[THE TASK]:
Could you copy every line of the material below word for word, leaving nothing out and changing nothing?

— start —

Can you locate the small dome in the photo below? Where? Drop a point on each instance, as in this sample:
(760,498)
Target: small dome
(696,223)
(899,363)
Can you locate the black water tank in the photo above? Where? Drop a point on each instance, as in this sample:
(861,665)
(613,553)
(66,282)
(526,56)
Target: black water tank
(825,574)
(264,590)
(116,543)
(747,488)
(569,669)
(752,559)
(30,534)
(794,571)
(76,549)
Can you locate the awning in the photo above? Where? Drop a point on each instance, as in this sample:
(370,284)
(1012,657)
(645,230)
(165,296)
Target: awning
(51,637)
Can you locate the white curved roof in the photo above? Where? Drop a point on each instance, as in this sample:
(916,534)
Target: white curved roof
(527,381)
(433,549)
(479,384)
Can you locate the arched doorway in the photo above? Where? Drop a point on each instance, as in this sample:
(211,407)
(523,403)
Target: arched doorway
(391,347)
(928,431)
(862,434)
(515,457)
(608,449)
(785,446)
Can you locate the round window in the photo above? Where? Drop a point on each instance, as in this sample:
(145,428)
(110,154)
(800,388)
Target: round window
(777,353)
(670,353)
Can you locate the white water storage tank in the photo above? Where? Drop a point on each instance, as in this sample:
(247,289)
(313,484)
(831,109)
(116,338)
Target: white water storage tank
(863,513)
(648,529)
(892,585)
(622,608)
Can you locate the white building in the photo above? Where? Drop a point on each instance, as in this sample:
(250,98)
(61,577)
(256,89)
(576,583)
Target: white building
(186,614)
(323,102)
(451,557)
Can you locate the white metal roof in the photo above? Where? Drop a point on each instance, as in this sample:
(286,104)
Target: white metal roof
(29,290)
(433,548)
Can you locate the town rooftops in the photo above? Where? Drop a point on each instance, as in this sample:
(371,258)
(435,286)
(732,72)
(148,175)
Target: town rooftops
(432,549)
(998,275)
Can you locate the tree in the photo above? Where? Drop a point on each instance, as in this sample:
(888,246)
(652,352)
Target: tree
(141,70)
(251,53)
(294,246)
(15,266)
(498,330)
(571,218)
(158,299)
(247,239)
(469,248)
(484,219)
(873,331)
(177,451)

— end —

[SOLUTION TO THE PROBLEM]:
Can you locate the small dome in the photo below? Where? Drop a point on each instance, as in this sample:
(760,498)
Target: small dome
(696,223)
(899,363)
Can you locate the black water tank in the photo above? Where? Drop a point on each instance, as in this sample:
(861,665)
(613,553)
(66,282)
(526,56)
Target: black water tank
(825,574)
(264,590)
(116,543)
(747,488)
(569,669)
(752,559)
(30,534)
(794,571)
(76,549)
Can you locate the awning in the photo above? Where? Drop a point on each instance, as in this sample:
(370,284)
(1012,657)
(645,230)
(165,296)
Target: awning
(51,637)
Can you locate the white curved roof in the photo above? Where? Drop a point on each instance, as in this sample:
(916,534)
Target: white curved roof
(527,381)
(433,549)
(479,384)
Can you locate the arched doorway in the photo above? Where? Drop a point on each instance, as in this sample:
(211,407)
(523,403)
Target: arched doorway
(391,347)
(928,431)
(862,434)
(515,457)
(608,449)
(785,446)
Can you locate the round window in the photo above? Where? Drop a point on each instance, as in this sample:
(145,428)
(110,154)
(800,388)
Target: round window
(777,353)
(670,353)
Can you locate the white water storage tank in the photo above? Where? Drop a point on each instance, as in this sample:
(247,289)
(313,484)
(831,109)
(116,338)
Target: white water storage tank
(863,513)
(648,529)
(892,585)
(622,608)
Can you locate the white building in the photo above? Where? Drop a point on each instance, as in this sample:
(250,98)
(61,577)
(256,89)
(576,583)
Target: white building
(186,614)
(323,102)
(451,557)
Can you locate the white metal roof in the photo above? Where? Drop a point on each instance, as in this sample:
(286,104)
Target: white metal roof
(29,290)
(433,548)
Can you locate the town rooftops in the photo above? Where? Drop a point on each instance, as in this sample:
(371,258)
(435,286)
(732,72)
(148,175)
Target: town rooftops
(432,549)
(998,275)
Can you locate the tree in the photo above? Where? Drop a point on each instance, as in this sample:
(888,246)
(652,352)
Target: tree
(141,70)
(251,53)
(294,246)
(15,266)
(498,330)
(571,218)
(158,299)
(247,239)
(469,248)
(484,219)
(873,331)
(177,451)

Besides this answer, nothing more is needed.